Scan the records for "tripod" and copy each line that contains it.
Exercise inputs Start Marker
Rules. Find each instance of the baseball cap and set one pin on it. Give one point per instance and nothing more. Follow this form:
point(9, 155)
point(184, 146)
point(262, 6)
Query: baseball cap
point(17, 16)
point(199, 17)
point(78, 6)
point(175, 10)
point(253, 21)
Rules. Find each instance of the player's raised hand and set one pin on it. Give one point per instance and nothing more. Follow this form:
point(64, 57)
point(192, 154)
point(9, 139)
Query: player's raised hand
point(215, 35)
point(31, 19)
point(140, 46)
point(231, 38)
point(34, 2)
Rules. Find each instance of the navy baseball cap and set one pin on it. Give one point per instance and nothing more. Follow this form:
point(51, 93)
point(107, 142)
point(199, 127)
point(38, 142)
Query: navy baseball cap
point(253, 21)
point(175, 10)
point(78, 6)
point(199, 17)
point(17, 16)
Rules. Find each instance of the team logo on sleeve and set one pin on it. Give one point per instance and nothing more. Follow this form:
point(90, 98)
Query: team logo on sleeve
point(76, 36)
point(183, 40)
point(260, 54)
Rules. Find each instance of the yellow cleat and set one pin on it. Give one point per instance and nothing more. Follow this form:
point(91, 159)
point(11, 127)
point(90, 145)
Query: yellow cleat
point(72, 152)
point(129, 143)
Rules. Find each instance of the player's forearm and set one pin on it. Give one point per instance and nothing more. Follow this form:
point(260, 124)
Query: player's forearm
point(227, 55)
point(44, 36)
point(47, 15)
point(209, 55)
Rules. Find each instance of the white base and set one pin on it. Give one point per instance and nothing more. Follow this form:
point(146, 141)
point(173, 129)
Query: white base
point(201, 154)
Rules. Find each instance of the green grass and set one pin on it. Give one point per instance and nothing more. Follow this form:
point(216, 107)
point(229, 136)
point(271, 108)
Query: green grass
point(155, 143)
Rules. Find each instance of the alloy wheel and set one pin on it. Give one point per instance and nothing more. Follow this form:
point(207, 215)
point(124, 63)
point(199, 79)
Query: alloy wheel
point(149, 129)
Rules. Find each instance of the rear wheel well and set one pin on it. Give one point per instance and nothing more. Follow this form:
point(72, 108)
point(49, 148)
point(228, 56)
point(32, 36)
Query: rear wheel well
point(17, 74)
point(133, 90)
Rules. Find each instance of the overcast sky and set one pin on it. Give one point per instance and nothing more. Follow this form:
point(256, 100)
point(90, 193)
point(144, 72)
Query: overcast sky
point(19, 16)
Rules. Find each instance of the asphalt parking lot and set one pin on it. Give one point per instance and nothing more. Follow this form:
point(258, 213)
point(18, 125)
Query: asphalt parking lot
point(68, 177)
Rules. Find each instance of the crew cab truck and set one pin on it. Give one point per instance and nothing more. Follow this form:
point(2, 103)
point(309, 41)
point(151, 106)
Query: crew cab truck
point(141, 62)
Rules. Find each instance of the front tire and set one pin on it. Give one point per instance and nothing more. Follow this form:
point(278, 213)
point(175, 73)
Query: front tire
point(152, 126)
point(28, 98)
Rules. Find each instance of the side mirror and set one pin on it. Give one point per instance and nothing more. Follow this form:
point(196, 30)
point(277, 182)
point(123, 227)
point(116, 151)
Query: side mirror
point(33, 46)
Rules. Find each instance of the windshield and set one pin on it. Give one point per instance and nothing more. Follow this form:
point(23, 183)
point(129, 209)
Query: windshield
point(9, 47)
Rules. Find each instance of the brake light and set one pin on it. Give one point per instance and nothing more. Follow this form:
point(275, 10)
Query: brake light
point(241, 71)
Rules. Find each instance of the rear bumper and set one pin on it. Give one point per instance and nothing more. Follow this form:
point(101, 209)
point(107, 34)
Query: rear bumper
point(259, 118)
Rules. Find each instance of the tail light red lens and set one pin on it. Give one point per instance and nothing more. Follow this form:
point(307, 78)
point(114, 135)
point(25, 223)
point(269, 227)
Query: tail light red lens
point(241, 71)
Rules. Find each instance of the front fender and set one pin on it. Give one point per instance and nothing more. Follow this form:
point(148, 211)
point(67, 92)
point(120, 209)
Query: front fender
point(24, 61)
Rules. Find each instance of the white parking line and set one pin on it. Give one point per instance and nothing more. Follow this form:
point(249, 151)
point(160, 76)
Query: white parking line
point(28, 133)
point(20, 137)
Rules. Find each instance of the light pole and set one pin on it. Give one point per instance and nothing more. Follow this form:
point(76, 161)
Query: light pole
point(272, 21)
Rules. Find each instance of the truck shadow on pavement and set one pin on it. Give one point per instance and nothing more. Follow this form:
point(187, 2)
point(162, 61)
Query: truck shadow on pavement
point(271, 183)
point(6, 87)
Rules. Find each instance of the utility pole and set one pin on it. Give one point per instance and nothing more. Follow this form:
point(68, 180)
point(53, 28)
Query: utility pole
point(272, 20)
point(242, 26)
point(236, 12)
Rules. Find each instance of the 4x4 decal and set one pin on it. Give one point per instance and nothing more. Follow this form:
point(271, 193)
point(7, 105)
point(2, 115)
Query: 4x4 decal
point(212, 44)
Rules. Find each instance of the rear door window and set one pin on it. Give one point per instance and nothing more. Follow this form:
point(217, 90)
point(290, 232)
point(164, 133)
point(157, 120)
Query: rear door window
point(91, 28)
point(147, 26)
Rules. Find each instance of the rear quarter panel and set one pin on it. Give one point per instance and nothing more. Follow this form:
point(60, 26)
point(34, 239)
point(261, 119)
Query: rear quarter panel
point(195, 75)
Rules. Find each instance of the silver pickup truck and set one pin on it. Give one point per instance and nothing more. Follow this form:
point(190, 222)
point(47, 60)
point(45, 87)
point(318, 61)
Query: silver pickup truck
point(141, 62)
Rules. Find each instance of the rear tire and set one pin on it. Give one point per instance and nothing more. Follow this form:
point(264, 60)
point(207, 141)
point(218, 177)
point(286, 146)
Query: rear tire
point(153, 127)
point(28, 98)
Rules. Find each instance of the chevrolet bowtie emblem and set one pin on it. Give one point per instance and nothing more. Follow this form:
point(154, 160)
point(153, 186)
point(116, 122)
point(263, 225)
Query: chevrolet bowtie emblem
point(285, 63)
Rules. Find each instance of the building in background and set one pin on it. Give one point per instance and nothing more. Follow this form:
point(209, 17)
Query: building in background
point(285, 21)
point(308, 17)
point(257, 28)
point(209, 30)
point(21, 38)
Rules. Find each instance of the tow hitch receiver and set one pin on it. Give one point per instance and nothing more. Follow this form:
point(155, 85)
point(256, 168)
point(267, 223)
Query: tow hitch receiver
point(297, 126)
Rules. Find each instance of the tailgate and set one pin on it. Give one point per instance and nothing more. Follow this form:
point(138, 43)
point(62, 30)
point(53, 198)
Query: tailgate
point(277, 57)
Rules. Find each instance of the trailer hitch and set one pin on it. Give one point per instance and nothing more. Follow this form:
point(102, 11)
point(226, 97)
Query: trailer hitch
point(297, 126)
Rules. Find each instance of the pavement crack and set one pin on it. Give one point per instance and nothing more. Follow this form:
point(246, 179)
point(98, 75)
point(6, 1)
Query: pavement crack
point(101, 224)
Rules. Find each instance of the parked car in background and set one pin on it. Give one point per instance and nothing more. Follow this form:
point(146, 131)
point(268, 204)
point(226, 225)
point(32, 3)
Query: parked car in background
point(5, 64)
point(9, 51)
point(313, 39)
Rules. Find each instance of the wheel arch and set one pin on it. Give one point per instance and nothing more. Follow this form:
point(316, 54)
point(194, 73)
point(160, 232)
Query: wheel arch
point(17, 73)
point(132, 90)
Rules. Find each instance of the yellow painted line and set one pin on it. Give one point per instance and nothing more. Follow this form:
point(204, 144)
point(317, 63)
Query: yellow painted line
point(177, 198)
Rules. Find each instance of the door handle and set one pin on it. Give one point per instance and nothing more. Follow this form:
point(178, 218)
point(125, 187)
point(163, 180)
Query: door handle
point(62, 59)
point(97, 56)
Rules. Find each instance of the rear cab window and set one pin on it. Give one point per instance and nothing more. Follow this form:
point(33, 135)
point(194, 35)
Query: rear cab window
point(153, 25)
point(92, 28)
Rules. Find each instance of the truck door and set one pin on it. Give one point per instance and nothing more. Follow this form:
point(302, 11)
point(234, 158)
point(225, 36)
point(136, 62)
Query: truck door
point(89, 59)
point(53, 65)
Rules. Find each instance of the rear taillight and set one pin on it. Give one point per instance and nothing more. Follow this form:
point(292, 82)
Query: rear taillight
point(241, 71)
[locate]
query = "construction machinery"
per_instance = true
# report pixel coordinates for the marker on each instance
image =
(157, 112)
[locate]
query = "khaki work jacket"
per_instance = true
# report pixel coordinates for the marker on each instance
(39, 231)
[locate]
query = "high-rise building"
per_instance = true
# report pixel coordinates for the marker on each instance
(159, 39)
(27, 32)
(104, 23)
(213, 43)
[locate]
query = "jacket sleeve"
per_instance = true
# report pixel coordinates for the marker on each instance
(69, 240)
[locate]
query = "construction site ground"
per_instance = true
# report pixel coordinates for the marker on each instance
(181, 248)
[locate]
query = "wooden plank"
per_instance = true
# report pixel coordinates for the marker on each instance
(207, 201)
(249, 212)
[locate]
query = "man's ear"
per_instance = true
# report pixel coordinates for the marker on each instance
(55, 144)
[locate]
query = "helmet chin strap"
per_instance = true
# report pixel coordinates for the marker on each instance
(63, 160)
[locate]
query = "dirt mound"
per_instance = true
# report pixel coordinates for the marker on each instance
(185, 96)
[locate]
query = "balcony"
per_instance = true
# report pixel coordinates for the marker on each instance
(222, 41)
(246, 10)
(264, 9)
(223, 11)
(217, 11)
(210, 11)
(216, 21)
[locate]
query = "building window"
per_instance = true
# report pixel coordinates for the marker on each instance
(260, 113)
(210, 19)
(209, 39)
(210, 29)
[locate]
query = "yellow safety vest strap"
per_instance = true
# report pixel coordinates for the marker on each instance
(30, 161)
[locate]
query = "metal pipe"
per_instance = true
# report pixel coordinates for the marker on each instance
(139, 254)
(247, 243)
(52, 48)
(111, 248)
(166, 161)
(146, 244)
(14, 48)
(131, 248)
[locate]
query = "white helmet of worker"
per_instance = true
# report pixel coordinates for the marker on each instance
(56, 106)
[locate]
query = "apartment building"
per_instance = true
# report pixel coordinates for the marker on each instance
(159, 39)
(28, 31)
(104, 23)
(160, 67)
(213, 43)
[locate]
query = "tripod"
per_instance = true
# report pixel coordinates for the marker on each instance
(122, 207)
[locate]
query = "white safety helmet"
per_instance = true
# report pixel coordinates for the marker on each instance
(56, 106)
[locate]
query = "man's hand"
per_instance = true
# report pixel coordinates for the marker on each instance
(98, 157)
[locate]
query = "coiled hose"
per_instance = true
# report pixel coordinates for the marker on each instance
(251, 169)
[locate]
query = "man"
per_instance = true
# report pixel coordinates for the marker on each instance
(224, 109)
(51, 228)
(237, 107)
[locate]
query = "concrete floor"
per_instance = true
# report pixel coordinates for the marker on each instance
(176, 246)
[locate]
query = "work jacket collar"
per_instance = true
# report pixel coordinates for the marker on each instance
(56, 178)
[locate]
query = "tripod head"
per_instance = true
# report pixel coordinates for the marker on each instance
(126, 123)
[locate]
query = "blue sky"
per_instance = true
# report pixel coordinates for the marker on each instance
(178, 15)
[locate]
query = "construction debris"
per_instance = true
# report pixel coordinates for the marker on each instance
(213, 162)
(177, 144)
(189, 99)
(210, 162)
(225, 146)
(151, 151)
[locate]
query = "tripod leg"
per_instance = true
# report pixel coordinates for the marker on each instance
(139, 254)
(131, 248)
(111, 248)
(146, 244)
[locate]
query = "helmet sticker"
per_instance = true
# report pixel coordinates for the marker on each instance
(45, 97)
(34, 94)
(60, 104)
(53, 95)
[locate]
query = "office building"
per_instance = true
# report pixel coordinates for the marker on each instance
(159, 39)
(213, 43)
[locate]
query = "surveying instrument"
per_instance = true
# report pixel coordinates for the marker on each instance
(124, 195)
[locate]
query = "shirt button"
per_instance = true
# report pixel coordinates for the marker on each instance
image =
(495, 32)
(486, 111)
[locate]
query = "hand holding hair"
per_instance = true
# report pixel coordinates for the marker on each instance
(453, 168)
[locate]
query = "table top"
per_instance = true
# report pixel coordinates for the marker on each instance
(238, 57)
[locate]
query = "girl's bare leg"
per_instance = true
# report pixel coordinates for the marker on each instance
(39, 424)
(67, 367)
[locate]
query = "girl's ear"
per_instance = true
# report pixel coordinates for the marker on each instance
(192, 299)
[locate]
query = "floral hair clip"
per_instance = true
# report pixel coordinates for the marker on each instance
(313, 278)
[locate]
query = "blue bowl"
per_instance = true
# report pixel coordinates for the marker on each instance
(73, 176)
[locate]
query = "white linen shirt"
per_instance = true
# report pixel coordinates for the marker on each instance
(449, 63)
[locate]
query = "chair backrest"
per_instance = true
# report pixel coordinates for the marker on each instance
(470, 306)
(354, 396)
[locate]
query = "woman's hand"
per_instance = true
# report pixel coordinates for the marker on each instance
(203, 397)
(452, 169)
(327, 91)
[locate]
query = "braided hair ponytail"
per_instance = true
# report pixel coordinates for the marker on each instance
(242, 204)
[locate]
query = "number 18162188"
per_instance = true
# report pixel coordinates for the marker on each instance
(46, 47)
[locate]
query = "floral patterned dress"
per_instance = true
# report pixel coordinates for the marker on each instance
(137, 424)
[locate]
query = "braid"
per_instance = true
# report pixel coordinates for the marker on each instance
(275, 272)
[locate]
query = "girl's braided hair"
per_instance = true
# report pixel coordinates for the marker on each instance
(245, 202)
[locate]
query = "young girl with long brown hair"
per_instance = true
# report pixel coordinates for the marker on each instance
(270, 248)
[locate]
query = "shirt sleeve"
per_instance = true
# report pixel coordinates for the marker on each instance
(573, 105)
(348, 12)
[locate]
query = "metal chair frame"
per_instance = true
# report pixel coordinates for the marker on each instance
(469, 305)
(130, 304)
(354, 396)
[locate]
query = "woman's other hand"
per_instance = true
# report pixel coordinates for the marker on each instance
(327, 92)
Exercise inputs End Marker
# Your response
query = "tripod"
query = "tripod head"
query = "tripod leg"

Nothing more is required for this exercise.